— BEGIN —

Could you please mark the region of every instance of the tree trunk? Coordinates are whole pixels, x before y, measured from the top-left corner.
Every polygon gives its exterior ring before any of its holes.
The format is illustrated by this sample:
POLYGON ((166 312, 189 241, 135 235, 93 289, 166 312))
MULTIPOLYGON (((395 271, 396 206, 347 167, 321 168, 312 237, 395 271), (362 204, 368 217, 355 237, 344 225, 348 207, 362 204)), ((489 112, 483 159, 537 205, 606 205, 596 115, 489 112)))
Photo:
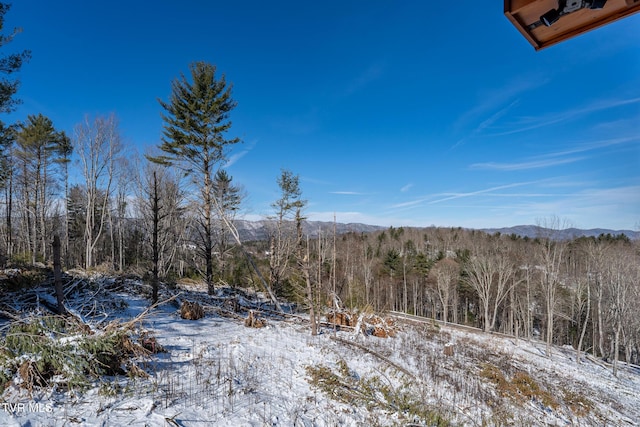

— END —

DO THIS:
Rename "tree trunk" to "fallen branch" throughout the records above and reproduce them with nothing else changed. Omit the pictures.

THE OUTPUT:
Could you please mark the region of every instance of the fallen branch? Coordinates are whole pixels, x before y, measured from the top-left corner.
Every polygon gives its exterior ring before any of its holes.
The format is illustrated by this sample:
POLYGON ((166 312, 189 241, 135 235, 93 289, 166 312))
MULTIPOLYGON (((395 271, 396 206, 347 167, 321 168, 312 237, 395 271), (362 204, 368 217, 355 237, 344 225, 348 207, 362 204)), ((489 112, 483 159, 537 205, 606 205, 596 115, 489 112)))
Photo:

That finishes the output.